## What you will do:
Print nothing but the lines from the start of the listing below through the line that contains "Object detection labeling — target class: child's dark". Do not include the pictures.

--*--

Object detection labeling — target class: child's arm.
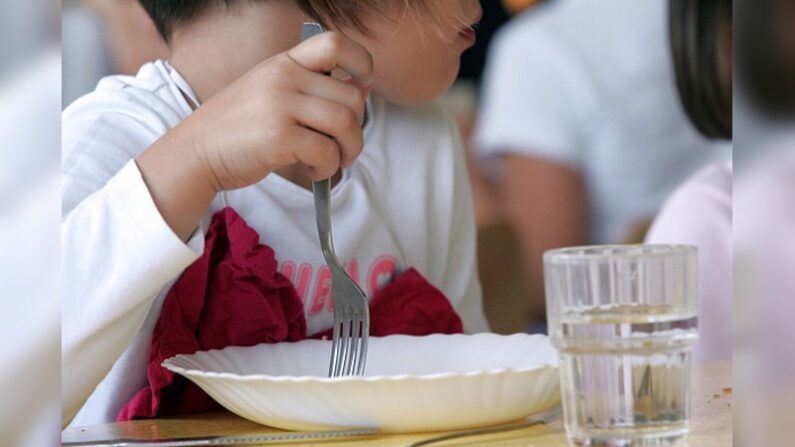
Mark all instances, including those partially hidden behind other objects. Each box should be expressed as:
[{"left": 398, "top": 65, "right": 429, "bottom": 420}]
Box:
[{"left": 62, "top": 162, "right": 203, "bottom": 426}]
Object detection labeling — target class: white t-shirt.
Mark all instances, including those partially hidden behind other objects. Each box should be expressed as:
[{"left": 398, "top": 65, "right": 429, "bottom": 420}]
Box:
[
  {"left": 645, "top": 159, "right": 732, "bottom": 362},
  {"left": 62, "top": 60, "right": 489, "bottom": 426},
  {"left": 473, "top": 0, "right": 730, "bottom": 243}
]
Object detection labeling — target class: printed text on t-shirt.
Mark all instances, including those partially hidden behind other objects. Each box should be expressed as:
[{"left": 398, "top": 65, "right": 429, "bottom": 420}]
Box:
[{"left": 279, "top": 255, "right": 397, "bottom": 315}]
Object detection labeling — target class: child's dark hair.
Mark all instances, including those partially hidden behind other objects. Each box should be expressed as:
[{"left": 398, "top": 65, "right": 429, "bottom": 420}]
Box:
[
  {"left": 138, "top": 0, "right": 429, "bottom": 41},
  {"left": 669, "top": 0, "right": 732, "bottom": 140},
  {"left": 736, "top": 0, "right": 795, "bottom": 118}
]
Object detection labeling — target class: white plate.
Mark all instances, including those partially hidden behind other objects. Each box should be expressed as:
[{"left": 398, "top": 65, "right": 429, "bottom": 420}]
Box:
[{"left": 163, "top": 333, "right": 560, "bottom": 433}]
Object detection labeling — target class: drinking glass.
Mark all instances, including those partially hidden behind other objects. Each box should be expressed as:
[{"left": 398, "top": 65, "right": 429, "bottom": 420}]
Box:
[{"left": 544, "top": 245, "right": 698, "bottom": 446}]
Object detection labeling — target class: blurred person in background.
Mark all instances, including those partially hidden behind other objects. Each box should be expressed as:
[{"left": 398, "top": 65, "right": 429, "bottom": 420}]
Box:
[
  {"left": 0, "top": 58, "right": 61, "bottom": 447},
  {"left": 0, "top": 0, "right": 54, "bottom": 80},
  {"left": 0, "top": 0, "right": 61, "bottom": 444},
  {"left": 732, "top": 0, "right": 795, "bottom": 443},
  {"left": 732, "top": 0, "right": 795, "bottom": 167},
  {"left": 62, "top": 0, "right": 167, "bottom": 106},
  {"left": 473, "top": 0, "right": 729, "bottom": 329},
  {"left": 645, "top": 0, "right": 732, "bottom": 363}
]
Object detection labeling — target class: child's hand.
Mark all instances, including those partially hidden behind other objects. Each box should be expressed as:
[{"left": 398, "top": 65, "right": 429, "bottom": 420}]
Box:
[
  {"left": 136, "top": 32, "right": 373, "bottom": 240},
  {"left": 183, "top": 31, "right": 374, "bottom": 191}
]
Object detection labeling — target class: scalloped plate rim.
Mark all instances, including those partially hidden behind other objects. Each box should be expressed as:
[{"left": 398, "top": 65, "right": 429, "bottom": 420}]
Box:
[{"left": 162, "top": 333, "right": 559, "bottom": 383}]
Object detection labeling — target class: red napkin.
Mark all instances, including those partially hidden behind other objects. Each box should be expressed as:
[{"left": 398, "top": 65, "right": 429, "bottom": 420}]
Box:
[
  {"left": 118, "top": 207, "right": 462, "bottom": 421},
  {"left": 310, "top": 268, "right": 463, "bottom": 340}
]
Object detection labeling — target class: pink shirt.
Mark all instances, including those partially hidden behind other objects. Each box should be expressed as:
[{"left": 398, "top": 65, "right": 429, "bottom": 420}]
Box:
[
  {"left": 646, "top": 160, "right": 732, "bottom": 362},
  {"left": 735, "top": 150, "right": 795, "bottom": 381}
]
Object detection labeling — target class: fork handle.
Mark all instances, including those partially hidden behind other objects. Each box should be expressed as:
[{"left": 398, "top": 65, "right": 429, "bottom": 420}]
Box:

--*--

## Exercise solution:
Object detection labeling — target class: child's arm.
Mark all instances, including those partially hidden behind other objects. Each box should be expressed as:
[{"left": 398, "top": 65, "right": 429, "bottom": 420}]
Box:
[{"left": 62, "top": 162, "right": 203, "bottom": 426}]
Object detection labeling — target class: white t-shirt.
Mark all instances, including those partially hidden behind other objects. Each box should be expressed as:
[{"left": 398, "top": 65, "right": 429, "bottom": 420}]
Box:
[
  {"left": 645, "top": 159, "right": 732, "bottom": 362},
  {"left": 62, "top": 60, "right": 489, "bottom": 426},
  {"left": 473, "top": 0, "right": 730, "bottom": 243}
]
Object detection labeling — target class: printed text on t-shirt.
Mark all instances, including those partially hidden behind other objects. Each box should be expressed as:
[{"left": 398, "top": 65, "right": 429, "bottom": 420}]
Box:
[{"left": 279, "top": 255, "right": 397, "bottom": 315}]
Object detection labeling — target class: child's dark hair.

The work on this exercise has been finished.